> [TASK ITEM]:
Please show all lines of the records that include "tree".

#### DATA TO PROCESS

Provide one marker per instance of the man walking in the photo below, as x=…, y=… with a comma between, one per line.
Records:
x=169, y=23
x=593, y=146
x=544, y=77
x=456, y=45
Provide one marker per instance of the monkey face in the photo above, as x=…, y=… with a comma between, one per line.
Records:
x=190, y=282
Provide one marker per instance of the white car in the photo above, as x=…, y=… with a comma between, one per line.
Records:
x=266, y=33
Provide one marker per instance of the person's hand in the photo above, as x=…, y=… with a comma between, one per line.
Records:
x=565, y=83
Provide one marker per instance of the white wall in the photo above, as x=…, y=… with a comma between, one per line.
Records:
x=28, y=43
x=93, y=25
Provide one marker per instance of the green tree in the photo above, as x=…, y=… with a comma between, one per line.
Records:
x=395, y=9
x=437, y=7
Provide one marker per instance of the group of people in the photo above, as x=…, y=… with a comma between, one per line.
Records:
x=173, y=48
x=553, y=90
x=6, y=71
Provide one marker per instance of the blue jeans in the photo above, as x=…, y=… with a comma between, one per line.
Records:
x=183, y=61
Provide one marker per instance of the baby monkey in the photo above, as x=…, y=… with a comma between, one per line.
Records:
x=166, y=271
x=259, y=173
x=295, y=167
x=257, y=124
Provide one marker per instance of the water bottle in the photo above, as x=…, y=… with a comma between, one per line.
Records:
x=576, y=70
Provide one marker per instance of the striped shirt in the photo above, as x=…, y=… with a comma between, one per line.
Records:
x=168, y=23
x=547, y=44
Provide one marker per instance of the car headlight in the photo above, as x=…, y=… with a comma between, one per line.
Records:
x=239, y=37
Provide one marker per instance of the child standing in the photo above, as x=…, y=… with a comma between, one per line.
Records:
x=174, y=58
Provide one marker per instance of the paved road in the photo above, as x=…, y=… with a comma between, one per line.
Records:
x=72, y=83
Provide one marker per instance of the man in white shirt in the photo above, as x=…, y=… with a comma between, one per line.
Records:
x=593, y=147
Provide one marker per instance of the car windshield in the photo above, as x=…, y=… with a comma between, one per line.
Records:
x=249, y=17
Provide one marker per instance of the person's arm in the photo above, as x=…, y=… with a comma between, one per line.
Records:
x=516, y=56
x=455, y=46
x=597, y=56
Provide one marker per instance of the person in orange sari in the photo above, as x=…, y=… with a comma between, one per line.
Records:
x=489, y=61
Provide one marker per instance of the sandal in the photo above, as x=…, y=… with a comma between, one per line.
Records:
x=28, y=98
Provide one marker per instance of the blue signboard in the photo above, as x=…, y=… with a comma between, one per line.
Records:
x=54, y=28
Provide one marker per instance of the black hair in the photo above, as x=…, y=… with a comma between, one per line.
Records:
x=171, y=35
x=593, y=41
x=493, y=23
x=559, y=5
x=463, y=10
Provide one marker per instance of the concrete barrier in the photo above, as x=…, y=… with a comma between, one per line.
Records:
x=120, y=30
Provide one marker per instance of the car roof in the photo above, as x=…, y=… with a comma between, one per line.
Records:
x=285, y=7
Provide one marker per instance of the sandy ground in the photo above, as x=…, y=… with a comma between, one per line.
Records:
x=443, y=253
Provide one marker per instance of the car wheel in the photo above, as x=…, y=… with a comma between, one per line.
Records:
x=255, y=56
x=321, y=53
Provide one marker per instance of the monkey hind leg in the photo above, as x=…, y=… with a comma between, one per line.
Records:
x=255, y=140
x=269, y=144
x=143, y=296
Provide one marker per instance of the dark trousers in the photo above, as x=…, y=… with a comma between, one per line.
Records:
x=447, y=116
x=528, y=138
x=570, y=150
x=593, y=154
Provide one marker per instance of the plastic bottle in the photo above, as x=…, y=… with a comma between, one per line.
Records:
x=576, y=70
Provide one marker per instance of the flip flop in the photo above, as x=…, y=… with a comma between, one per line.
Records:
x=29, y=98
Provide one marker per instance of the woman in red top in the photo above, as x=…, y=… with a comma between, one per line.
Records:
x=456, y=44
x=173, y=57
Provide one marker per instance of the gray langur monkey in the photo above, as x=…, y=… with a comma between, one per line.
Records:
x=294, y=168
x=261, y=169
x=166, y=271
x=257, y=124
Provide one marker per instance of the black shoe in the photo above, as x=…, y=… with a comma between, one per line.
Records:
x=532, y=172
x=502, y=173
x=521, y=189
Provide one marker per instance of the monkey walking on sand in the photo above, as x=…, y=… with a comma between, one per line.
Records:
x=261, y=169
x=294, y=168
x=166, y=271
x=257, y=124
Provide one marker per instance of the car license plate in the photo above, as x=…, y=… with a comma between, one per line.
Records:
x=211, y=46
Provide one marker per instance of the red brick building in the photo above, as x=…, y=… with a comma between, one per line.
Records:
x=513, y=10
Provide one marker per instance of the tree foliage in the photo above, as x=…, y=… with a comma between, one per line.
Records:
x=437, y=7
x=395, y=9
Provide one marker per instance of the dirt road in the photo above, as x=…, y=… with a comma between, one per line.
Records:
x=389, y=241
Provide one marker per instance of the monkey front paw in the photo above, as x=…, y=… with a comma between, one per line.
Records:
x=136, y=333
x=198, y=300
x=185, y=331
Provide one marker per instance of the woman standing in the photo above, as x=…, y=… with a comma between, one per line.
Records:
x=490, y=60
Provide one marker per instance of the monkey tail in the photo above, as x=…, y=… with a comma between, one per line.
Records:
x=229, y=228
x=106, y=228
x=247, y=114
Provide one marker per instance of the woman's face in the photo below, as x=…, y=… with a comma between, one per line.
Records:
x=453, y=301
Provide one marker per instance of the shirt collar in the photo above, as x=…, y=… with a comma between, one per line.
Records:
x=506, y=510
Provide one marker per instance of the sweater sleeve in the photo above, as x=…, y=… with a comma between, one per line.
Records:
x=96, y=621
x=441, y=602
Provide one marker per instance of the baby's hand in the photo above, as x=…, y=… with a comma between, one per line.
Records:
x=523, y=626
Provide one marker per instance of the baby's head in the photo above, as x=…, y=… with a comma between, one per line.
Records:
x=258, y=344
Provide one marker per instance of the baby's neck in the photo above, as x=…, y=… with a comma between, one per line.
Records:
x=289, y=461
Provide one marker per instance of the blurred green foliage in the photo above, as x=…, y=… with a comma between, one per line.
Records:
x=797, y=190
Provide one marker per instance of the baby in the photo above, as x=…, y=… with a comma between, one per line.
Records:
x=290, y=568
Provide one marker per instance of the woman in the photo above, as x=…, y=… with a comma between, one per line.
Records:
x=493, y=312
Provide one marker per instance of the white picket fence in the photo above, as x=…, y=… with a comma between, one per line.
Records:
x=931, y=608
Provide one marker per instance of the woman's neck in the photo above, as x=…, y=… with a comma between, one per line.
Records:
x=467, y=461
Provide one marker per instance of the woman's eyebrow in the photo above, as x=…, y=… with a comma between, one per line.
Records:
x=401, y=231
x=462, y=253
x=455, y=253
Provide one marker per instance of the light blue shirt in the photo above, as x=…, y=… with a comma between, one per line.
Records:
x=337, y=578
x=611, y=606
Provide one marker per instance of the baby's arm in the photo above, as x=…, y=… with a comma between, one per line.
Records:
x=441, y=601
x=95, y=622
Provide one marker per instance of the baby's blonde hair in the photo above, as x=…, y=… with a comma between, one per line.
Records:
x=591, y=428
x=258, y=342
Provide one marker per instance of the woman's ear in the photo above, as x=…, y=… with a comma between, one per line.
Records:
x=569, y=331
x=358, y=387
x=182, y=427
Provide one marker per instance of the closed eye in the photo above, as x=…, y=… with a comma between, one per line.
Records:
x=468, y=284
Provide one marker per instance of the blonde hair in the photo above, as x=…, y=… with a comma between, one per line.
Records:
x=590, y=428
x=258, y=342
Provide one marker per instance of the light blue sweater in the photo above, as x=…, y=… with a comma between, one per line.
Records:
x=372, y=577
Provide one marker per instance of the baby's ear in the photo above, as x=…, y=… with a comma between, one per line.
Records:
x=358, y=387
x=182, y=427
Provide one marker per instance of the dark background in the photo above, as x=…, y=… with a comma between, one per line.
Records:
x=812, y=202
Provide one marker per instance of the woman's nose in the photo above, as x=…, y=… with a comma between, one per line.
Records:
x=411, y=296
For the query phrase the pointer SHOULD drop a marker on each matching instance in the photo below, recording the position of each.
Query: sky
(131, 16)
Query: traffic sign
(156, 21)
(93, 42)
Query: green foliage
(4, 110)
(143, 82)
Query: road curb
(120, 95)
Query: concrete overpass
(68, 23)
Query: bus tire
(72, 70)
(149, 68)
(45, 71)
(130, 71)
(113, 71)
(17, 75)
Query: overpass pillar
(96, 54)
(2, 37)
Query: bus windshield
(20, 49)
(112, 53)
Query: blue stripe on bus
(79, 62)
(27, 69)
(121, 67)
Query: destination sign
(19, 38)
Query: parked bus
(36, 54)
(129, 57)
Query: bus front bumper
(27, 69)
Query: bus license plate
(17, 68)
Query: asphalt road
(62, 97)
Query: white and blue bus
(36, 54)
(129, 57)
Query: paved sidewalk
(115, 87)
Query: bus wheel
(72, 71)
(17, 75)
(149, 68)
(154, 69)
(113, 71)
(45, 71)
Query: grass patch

########

> [EXERCISE RESULT]:
Provide one marker per instance of the green tree in the photo above, as x=…, y=… with a comma between, one per line.
Provide one marker per instance of the tree foliage in the photo above, as x=…, y=… with a comma between, one per line.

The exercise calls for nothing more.